EXCERPT PROVIDED ->
I agree with Ravergirlzzz. Don't count the calls and try to fill up your time doing other things. Although this may be debateable... people don't change. It sounds like this girl is confused doesn't know what she wants. Unfortunately, she has a stable guy like you to always fall back on.

 

I'm going through a similar thing right now. You just have to keep your chin up and realize that good people will eventually find good people. I thought my last girl was "the one." She had most of the qualities I had looked for. But she never gave as much into the relationship as I did. Sometimes she'd become distant and I'd just walk away. As soon as I'd be just about over her, she'd reel me back in. Girls can sense these things, its scary.

 

What I realized is that she could do bad things to me and for some reason I'd always take her back. Why? Because I love her, or at least I love the person who I think she could be. Chance are, she will never reach her full potential. Some people just perpetuate unhappiness and unhealthy relationships. Sometimes its that they are too selfish or that they never find happiness within themselves. If you aren't happy with yourself, you can never be happy with someone else.

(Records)
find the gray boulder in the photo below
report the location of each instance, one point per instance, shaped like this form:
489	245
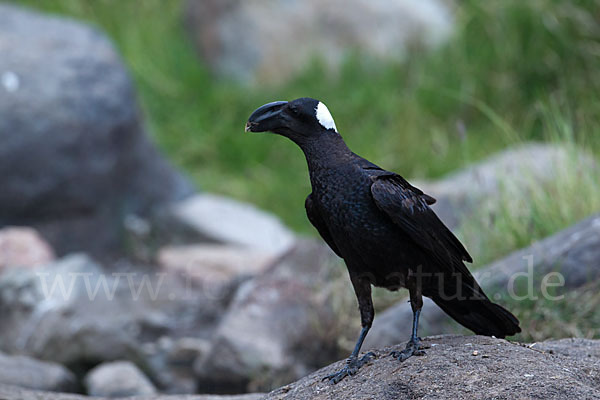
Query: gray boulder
217	219
459	367
9	392
567	260
75	156
280	325
118	379
251	40
34	374
77	313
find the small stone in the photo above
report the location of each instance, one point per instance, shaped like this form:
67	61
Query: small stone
118	379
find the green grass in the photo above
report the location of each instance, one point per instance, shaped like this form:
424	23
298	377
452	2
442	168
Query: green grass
437	112
514	71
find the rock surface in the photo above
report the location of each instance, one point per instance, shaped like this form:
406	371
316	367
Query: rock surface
222	220
84	160
23	247
454	367
30	373
216	270
75	313
574	253
279	327
8	392
462	367
250	40
118	379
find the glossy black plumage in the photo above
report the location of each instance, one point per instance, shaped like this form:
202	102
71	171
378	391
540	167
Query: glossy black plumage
382	227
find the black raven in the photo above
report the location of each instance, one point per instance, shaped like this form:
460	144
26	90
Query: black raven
382	227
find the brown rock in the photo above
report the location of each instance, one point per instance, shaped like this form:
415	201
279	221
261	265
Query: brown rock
449	371
23	247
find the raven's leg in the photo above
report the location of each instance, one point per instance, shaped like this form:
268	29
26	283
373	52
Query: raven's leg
412	347
362	288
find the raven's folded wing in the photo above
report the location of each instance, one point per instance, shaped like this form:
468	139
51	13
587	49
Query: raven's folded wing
408	208
315	218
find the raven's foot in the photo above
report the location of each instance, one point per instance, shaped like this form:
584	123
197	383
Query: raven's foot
353	364
413	348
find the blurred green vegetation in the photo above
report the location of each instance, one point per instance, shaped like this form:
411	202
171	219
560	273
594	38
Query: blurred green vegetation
513	71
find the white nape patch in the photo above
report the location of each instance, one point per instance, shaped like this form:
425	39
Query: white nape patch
324	117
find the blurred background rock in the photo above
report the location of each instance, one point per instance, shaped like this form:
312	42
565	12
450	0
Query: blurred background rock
113	116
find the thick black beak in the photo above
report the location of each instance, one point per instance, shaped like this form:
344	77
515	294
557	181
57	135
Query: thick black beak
266	118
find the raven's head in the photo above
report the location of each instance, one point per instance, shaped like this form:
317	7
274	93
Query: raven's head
298	119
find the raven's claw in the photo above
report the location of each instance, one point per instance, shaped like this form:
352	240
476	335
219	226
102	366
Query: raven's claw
413	348
351	368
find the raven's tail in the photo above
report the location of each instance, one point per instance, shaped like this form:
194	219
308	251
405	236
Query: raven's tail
471	308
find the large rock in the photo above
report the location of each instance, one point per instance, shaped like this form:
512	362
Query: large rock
118	379
216	270
23	247
34	374
75	157
9	392
271	40
567	260
280	325
461	367
516	172
221	220
78	314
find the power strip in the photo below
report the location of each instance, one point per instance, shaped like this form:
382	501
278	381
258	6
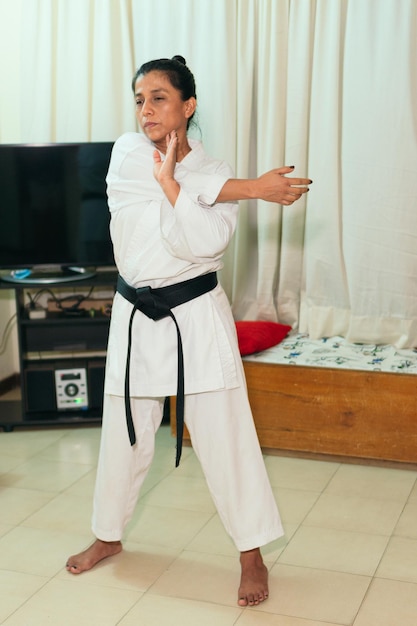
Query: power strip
37	314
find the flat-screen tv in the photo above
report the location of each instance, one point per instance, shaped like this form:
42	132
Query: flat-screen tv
54	217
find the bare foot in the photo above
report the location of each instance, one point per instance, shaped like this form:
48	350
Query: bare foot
98	551
254	580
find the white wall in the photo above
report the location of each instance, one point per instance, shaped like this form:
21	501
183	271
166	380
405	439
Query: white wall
10	128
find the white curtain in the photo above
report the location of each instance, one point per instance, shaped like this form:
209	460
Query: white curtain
328	86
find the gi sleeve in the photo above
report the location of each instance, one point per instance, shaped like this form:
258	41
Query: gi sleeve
198	228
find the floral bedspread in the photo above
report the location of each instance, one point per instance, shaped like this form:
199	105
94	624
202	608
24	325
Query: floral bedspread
336	352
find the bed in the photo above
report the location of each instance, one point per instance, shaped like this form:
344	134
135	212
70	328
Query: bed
334	399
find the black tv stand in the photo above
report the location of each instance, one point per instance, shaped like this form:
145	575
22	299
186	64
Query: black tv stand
54	343
49	275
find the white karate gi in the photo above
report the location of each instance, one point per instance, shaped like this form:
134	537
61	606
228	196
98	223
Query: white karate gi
158	245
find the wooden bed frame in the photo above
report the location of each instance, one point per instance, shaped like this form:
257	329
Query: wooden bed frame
348	414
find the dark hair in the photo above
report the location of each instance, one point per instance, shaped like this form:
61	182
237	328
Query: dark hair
179	75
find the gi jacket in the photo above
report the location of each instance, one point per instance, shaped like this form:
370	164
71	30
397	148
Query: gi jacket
156	244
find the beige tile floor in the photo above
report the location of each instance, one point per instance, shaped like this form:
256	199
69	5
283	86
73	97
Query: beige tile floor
349	556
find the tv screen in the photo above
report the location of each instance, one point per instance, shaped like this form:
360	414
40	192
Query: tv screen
53	205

EXERCISE INSTRUCTIONS ->
a – Reproduce the relationship advice post from "I'm going through" up to and including "things, its scary.".
b – According to the relationship advice post, what can you never be if you aren't happy with yourself?
c – Carry the relationship advice post forward, starting after its final sentence.

ANSWERS FOR THIS EXERCISE ->
a –
I'm going through a similar thing right now. You just have to keep your chin up and realize that good people will eventually find good people. I thought my last girl was "the one." She had most of the qualities I had looked for. But she never gave as much into the relationship as I did. Sometimes she'd become distant and I'd just walk away. As soon as I'd be just about over her, she'd reel me back in. Girls can sense these things, its scary.

b – Happy with someone else.

c –
 

I decided to walk away and not turn back. It has been the hardest thing that I have had to do but it is for the best. The golden rule is to never stay in a relationship where you care or love someone more than they love you. Regardless of what your partner says, I think we all know when our love excedes theirs.

 

We shouldn't have to work this hard to be happy. Just do what makes you happy in the present. Everything works out over time. Sorry this is so long.